The data —
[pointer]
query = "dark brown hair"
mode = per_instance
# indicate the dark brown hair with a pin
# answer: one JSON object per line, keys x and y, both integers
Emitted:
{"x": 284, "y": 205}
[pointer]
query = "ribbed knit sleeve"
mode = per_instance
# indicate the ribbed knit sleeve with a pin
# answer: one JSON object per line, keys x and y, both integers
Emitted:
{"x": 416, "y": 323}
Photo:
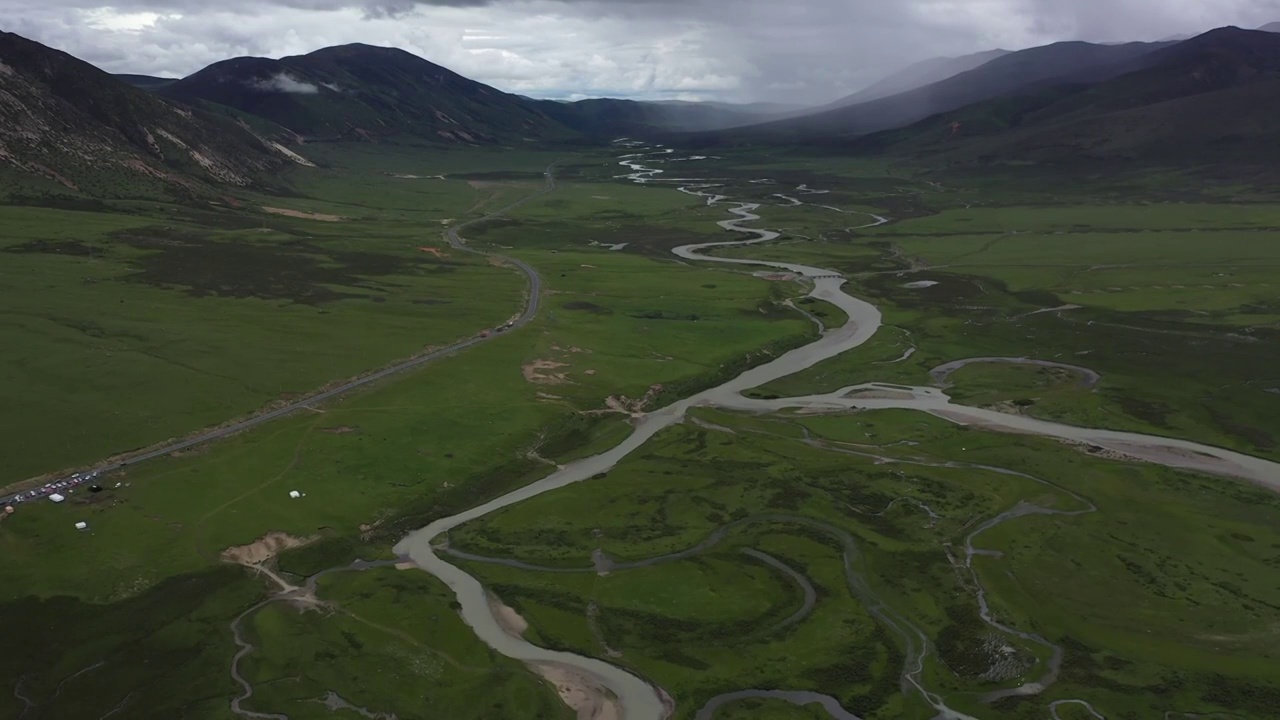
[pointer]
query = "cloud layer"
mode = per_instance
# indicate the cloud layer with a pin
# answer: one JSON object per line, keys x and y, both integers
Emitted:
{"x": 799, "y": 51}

Task details — Find every line in the data that contains the word "hair" and copy each one in full.

Output for this task —
query = "dark brown hair"
# indicate the dark brown hair with a pin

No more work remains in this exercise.